:: Short problem ::
In the forum post about SR-IOV on a Proxmox host below, which network card did the poster use to enable SR-IOV?

:: Extracted text ::
* * * * * * * * *

Bridging Network Interfaces with SR-IOV on a Proxmox Host

Notice: Page may contain affiliate links for which we may earn a small commission through services like Amazon Affiliates or Skimlinks.

SeeGee

New Member
Jun 20, 2020
6
0
1
It's been a learning curve, but I have managed to enable SR-IOV on my Proxmox Host using a dual port Mellanox Connectx-3 Pro.
When you enable SR-IOV on these cards, you end up having a PF for each port enp1s0, enp1s0d1 respectively and then the mlx4_core driver also creates the VFs as Port1 only, Port2 only, and Port1+2 together as expected. I understand that "probing" (probe_vf= ) the VFs on driver initialization allows the Host to use the interface, and will be seen on the host as an additional nic.

* * * * * * * * *

:: Provided material ::

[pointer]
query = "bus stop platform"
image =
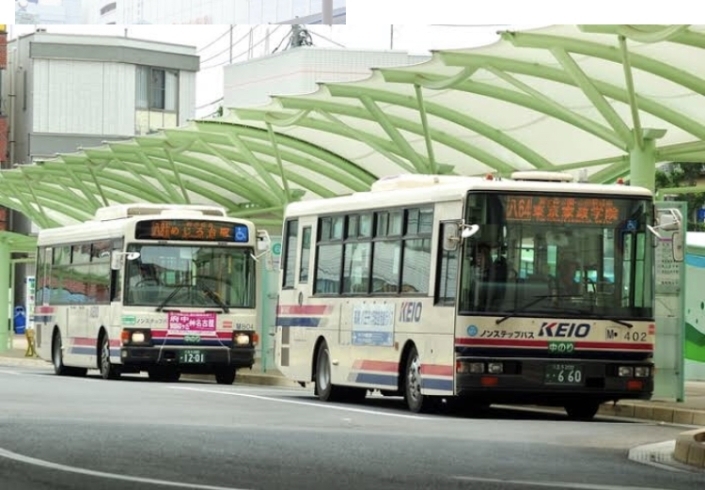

* * * * * * * * *

:: Complete answer ::
A dual port Mellanox Connectx-3 Pro.